EXERCISE INSTRUCTIONS:
Find each line below that contains the word "dark", and copy those lines.

☆ ☆ ☆

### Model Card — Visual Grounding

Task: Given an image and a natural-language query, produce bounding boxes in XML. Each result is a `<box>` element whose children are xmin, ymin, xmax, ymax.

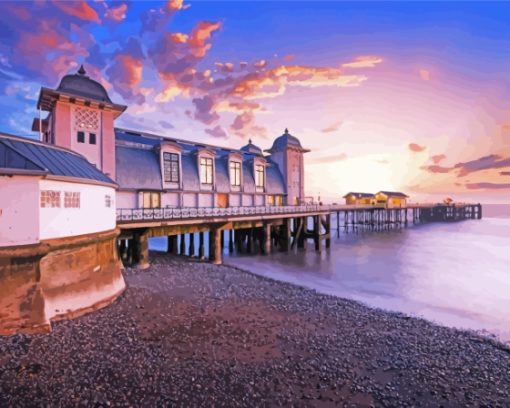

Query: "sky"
<box><xmin>0</xmin><ymin>0</ymin><xmax>510</xmax><ymax>203</ymax></box>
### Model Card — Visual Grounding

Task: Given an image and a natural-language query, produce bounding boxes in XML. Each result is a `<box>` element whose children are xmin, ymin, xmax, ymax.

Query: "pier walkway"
<box><xmin>117</xmin><ymin>203</ymin><xmax>482</xmax><ymax>268</ymax></box>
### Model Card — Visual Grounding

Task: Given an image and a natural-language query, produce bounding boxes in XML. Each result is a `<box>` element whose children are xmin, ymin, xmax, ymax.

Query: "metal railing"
<box><xmin>117</xmin><ymin>204</ymin><xmax>329</xmax><ymax>222</ymax></box>
<box><xmin>117</xmin><ymin>203</ymin><xmax>482</xmax><ymax>222</ymax></box>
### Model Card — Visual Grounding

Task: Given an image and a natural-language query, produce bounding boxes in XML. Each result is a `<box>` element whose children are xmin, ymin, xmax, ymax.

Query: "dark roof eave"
<box><xmin>37</xmin><ymin>87</ymin><xmax>127</xmax><ymax>113</ymax></box>
<box><xmin>264</xmin><ymin>146</ymin><xmax>311</xmax><ymax>154</ymax></box>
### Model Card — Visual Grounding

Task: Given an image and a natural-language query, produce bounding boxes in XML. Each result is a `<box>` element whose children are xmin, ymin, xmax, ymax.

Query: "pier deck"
<box><xmin>117</xmin><ymin>203</ymin><xmax>482</xmax><ymax>268</ymax></box>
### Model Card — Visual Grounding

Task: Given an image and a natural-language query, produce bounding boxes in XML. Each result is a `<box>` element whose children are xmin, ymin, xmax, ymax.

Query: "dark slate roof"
<box><xmin>214</xmin><ymin>156</ymin><xmax>230</xmax><ymax>193</ymax></box>
<box><xmin>266</xmin><ymin>164</ymin><xmax>285</xmax><ymax>194</ymax></box>
<box><xmin>266</xmin><ymin>129</ymin><xmax>307</xmax><ymax>152</ymax></box>
<box><xmin>343</xmin><ymin>191</ymin><xmax>374</xmax><ymax>198</ymax></box>
<box><xmin>0</xmin><ymin>134</ymin><xmax>115</xmax><ymax>184</ymax></box>
<box><xmin>377</xmin><ymin>191</ymin><xmax>409</xmax><ymax>198</ymax></box>
<box><xmin>115</xmin><ymin>129</ymin><xmax>285</xmax><ymax>194</ymax></box>
<box><xmin>181</xmin><ymin>153</ymin><xmax>200</xmax><ymax>191</ymax></box>
<box><xmin>115</xmin><ymin>146</ymin><xmax>162</xmax><ymax>190</ymax></box>
<box><xmin>57</xmin><ymin>65</ymin><xmax>112</xmax><ymax>103</ymax></box>
<box><xmin>241</xmin><ymin>139</ymin><xmax>262</xmax><ymax>155</ymax></box>
<box><xmin>243</xmin><ymin>161</ymin><xmax>255</xmax><ymax>193</ymax></box>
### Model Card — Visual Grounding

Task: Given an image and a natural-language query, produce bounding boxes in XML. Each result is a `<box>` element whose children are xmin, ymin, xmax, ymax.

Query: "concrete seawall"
<box><xmin>0</xmin><ymin>230</ymin><xmax>126</xmax><ymax>335</ymax></box>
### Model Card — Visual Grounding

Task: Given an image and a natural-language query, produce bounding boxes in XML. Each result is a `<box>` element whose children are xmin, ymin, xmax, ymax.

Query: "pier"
<box><xmin>117</xmin><ymin>204</ymin><xmax>482</xmax><ymax>269</ymax></box>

☆ ☆ ☆

WORKED ANSWER:
Query: "dark roof eave"
Query: "dark slate roof"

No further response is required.